(Records from a data collection)
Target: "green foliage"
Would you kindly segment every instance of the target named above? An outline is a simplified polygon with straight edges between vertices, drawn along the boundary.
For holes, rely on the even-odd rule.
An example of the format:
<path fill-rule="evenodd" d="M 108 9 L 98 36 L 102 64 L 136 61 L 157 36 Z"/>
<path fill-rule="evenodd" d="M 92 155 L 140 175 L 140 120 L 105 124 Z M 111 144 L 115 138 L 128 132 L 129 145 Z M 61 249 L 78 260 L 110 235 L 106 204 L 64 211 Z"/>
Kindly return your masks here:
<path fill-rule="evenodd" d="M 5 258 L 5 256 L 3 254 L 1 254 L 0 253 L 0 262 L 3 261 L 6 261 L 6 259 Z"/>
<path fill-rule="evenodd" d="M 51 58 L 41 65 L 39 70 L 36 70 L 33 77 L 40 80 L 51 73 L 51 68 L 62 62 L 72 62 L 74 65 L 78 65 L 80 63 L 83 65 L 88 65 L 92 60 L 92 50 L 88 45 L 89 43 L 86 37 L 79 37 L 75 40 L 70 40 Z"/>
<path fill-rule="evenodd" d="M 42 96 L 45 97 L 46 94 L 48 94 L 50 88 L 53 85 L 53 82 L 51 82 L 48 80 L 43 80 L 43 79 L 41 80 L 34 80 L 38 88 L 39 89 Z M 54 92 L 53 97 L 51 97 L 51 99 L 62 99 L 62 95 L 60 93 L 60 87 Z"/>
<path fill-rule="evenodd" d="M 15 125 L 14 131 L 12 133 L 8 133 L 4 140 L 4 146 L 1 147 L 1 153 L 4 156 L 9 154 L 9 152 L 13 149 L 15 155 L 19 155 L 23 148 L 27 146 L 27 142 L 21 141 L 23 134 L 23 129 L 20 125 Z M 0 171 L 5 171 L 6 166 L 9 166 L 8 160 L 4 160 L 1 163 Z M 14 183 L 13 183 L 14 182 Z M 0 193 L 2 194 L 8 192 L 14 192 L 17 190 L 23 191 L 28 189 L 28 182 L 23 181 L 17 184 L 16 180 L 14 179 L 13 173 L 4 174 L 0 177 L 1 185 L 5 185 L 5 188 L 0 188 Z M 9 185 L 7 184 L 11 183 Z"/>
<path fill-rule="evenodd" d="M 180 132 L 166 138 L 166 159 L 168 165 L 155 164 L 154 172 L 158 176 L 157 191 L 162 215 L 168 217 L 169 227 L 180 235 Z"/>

(Stated task) Repeat every line of the items above word for word.

(Full output)
Target: "green foliage"
Would you kindly segment every instance of the target named above? An outline is a simplified polygon with straight edges between vertices, drawn along the boundary.
For holes, rely on the even-odd rule.
An example of the format:
<path fill-rule="evenodd" d="M 108 9 L 98 36 L 102 64 L 136 61 L 157 36 Z"/>
<path fill-rule="evenodd" d="M 92 155 L 140 175 L 140 120 L 105 124 Z M 111 144 L 115 138 L 128 132 L 129 145 Z M 61 249 L 78 260 L 110 235 L 106 204 L 64 211 Z"/>
Kindly return your masks here:
<path fill-rule="evenodd" d="M 5 258 L 5 256 L 3 254 L 1 254 L 0 253 L 0 262 L 3 261 L 6 261 L 6 259 Z"/>
<path fill-rule="evenodd" d="M 51 58 L 41 65 L 39 70 L 36 70 L 33 77 L 40 80 L 51 73 L 51 68 L 62 62 L 72 62 L 74 65 L 78 65 L 80 63 L 83 65 L 88 65 L 92 60 L 92 50 L 88 45 L 89 43 L 86 37 L 79 37 L 75 40 L 70 40 Z"/>
<path fill-rule="evenodd" d="M 42 96 L 45 97 L 46 94 L 48 94 L 50 88 L 53 85 L 53 82 L 51 82 L 48 80 L 43 80 L 43 79 L 41 80 L 34 80 L 38 88 L 39 89 Z M 54 92 L 53 97 L 51 97 L 51 99 L 62 99 L 62 95 L 60 93 L 60 87 Z"/>
<path fill-rule="evenodd" d="M 15 125 L 14 131 L 12 133 L 8 133 L 4 140 L 4 146 L 1 147 L 1 153 L 4 156 L 9 154 L 9 152 L 13 149 L 15 155 L 19 155 L 23 148 L 27 146 L 27 142 L 21 141 L 23 134 L 23 129 L 20 125 Z M 0 171 L 5 171 L 6 166 L 9 166 L 8 160 L 4 160 L 1 163 Z M 14 183 L 13 183 L 14 182 Z M 0 193 L 2 194 L 8 192 L 14 192 L 17 190 L 23 191 L 28 189 L 28 182 L 23 181 L 17 184 L 16 180 L 14 179 L 13 173 L 4 174 L 0 177 L 1 185 L 5 185 L 5 188 L 0 188 Z M 9 185 L 7 184 L 11 183 Z"/>
<path fill-rule="evenodd" d="M 180 132 L 166 138 L 166 159 L 168 165 L 155 164 L 154 172 L 158 176 L 157 191 L 162 215 L 168 217 L 169 227 L 180 235 Z"/>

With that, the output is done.